## Given problem
Rescale the rows from the line with "Could you point to the flowing" up to and including the line with "point(545, 261)": reproduce every line, requests included, and multiply each point coordinate in the answers by 0.35, rounding to whole numbers with halves rounded up. Leave the numbers in the requests, including their format samples, unchanged, and return only these lines.

[Coordinate labeling data]
^^^^

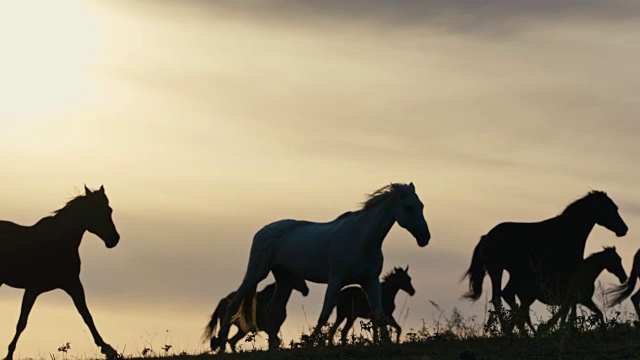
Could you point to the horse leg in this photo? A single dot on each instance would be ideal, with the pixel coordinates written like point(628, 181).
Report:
point(76, 291)
point(373, 291)
point(28, 299)
point(334, 328)
point(237, 337)
point(592, 306)
point(560, 315)
point(330, 296)
point(277, 308)
point(635, 300)
point(521, 315)
point(257, 270)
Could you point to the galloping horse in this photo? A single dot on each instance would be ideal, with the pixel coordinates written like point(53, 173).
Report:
point(44, 256)
point(352, 302)
point(623, 291)
point(579, 291)
point(263, 307)
point(545, 253)
point(347, 250)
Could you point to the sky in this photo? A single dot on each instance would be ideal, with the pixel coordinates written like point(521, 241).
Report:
point(206, 120)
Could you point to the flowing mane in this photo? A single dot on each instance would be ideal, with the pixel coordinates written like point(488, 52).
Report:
point(382, 195)
point(580, 203)
point(390, 274)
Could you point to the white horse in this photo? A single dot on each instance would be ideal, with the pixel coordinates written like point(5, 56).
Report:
point(347, 250)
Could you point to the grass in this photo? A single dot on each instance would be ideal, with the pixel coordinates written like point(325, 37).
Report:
point(455, 337)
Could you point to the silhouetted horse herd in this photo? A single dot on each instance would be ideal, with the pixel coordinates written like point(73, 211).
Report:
point(545, 261)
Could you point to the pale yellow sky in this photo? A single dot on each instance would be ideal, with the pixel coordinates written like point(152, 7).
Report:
point(205, 122)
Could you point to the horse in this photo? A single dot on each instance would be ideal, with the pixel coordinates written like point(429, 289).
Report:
point(44, 256)
point(618, 294)
point(352, 302)
point(347, 250)
point(579, 291)
point(548, 251)
point(243, 321)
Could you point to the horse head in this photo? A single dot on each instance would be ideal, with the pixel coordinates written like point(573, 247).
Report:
point(408, 213)
point(300, 285)
point(97, 216)
point(613, 263)
point(606, 213)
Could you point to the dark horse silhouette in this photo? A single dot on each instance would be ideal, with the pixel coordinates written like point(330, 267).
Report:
point(352, 302)
point(545, 254)
point(579, 290)
point(45, 256)
point(243, 320)
point(618, 294)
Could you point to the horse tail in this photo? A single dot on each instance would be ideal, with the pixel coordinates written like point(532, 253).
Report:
point(216, 317)
point(619, 293)
point(475, 273)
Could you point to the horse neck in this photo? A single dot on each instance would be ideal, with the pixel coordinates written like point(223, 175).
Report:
point(591, 268)
point(64, 229)
point(377, 222)
point(389, 290)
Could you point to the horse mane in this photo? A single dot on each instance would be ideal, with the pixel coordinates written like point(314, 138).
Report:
point(604, 248)
point(579, 203)
point(382, 195)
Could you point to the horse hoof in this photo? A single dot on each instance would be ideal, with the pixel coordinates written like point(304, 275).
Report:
point(214, 343)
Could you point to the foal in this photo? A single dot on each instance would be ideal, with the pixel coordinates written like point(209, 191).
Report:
point(580, 289)
point(353, 303)
point(243, 320)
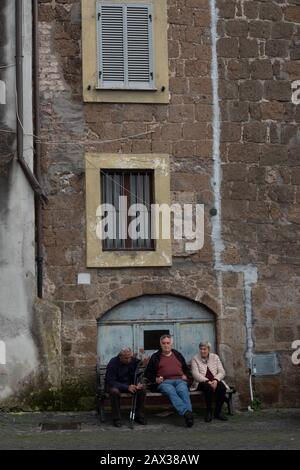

^^^^

## Complete response
Could you point to the flowing mane in this photo? A single dot on each instance would be ideal, with the pixel coordinates written like point(488, 52).
Report:
point(134, 68)
point(203, 71)
point(137, 96)
Could you point to the white horse in this photo? A single dot on each instance would be ideal, with the pixel coordinates written like point(5, 56).
Report:
point(121, 88)
Could you point to the grass in this photo? A single dot on each instance would be ideal, with the pixel coordinates written like point(325, 37).
Report:
point(159, 118)
Could you point to the silhouetted horse herd in this photo? A single dot on each instance would be ideal, with the pixel coordinates written like point(73, 211).
Report:
point(191, 91)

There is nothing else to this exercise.